Required action
Some lines in the entries contain the word "after". Copy all of them.

:: Given entries ::

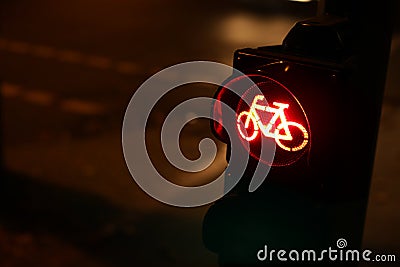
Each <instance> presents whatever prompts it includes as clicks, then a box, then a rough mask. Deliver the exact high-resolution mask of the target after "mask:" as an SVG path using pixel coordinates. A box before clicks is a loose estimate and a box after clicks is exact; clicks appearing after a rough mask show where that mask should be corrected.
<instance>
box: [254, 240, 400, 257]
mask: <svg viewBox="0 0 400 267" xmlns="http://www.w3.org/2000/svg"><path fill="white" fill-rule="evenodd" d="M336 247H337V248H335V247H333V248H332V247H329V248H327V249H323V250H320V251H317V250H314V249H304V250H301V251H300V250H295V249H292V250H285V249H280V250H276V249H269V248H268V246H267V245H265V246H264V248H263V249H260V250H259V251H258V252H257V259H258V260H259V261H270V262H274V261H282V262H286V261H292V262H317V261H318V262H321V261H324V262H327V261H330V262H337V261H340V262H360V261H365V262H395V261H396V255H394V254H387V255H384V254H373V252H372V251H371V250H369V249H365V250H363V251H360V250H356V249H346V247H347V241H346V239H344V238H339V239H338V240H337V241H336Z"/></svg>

:::
:: Given entries ::

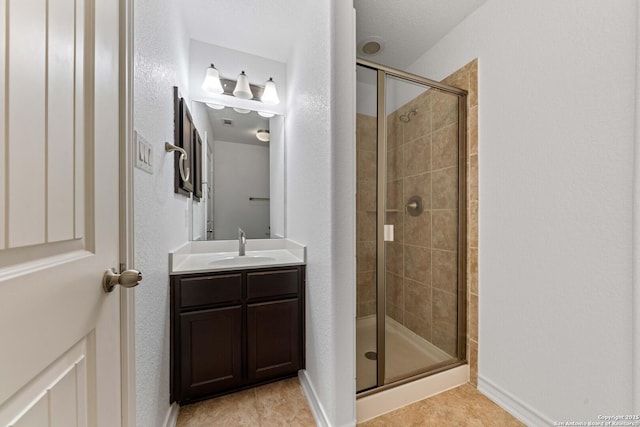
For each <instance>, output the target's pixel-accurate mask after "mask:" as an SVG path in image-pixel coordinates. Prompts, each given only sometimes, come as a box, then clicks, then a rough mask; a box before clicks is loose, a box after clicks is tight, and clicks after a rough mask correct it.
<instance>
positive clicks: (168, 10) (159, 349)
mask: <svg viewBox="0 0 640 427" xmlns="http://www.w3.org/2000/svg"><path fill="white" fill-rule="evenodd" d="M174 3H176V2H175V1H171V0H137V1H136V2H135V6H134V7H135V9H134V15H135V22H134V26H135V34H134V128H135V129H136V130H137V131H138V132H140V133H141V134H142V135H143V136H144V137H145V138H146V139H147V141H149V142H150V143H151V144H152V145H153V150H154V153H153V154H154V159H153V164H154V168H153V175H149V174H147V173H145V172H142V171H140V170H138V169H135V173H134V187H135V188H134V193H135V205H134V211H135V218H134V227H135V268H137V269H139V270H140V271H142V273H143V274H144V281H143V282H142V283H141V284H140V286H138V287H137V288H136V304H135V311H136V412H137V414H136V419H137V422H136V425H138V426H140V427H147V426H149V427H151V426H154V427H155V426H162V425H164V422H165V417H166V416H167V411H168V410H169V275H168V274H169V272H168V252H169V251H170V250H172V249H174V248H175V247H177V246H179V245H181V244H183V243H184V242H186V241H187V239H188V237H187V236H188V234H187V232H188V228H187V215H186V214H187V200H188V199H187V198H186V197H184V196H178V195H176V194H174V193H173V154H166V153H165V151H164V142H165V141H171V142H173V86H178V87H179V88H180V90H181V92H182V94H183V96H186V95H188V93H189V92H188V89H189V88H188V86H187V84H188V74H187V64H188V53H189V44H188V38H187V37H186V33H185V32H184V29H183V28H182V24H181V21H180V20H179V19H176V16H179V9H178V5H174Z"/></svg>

:::
:: Given entries ::

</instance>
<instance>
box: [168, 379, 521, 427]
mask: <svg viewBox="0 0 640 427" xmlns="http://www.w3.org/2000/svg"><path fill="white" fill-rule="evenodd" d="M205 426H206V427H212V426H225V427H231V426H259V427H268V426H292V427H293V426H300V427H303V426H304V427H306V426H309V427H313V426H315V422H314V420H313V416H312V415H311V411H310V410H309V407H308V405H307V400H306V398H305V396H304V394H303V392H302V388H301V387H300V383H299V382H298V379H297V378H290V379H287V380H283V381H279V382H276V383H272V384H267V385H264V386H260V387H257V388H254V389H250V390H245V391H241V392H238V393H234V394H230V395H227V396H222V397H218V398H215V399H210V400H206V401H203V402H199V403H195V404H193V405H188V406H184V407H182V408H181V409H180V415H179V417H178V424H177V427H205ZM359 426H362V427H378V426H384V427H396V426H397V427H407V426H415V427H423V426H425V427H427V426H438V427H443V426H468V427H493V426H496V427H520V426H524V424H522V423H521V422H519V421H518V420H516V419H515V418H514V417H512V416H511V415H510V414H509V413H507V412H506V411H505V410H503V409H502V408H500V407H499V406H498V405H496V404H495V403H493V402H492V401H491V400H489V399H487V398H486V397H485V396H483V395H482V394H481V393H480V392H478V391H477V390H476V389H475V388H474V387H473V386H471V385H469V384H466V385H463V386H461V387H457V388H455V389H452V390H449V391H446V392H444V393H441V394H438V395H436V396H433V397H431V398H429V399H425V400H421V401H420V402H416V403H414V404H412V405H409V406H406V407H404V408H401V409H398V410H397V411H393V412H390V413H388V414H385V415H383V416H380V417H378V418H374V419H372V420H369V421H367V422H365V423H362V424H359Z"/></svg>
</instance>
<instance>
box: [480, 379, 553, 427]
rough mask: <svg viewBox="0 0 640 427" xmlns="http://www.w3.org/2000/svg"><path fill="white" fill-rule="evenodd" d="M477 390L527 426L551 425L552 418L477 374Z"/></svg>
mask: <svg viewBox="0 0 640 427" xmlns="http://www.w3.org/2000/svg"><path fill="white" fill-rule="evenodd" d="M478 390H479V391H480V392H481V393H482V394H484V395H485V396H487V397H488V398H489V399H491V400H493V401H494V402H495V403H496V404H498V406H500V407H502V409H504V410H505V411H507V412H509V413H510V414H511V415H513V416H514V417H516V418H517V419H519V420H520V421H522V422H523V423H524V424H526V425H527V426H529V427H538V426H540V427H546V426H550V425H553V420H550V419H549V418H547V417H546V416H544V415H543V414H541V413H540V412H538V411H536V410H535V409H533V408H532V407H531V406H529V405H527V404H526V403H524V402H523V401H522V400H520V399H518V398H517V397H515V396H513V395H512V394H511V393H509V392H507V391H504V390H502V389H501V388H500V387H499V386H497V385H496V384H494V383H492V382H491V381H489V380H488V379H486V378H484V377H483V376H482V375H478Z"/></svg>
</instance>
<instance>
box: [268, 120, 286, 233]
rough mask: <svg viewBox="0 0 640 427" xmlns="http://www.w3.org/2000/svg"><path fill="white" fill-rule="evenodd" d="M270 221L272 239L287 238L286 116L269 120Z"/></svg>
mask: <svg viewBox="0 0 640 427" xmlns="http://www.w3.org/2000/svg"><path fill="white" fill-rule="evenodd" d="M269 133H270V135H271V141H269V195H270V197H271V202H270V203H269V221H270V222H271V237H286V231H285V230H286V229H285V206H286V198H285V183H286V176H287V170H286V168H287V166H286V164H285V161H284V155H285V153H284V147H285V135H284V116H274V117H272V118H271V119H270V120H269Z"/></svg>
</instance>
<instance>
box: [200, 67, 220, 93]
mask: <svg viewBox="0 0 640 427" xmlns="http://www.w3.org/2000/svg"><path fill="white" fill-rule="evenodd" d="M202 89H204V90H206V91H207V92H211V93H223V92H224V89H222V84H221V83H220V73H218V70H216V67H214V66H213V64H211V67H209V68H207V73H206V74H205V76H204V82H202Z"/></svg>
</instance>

:::

Answer box
Each <instance> presents whatever prompts it includes as clicks, then a box, then a rough mask. Deliver the exact high-resolution mask of the target after "mask:" as an SVG path using pixel coordinates. A box before clicks is a loose estimate and a box after clicks is exact; clicks appearing after a rough mask show where that mask should be corrected.
For each <instance>, output the target's pixel-accurate mask after "mask:" as an SVG path in image-pixel coordinates. Prompts, each given only sometimes, come as a box, then clicks, then a rough mask; a box before clicks is loose, a box after clicks is tight, and clicks after a rough mask correct it.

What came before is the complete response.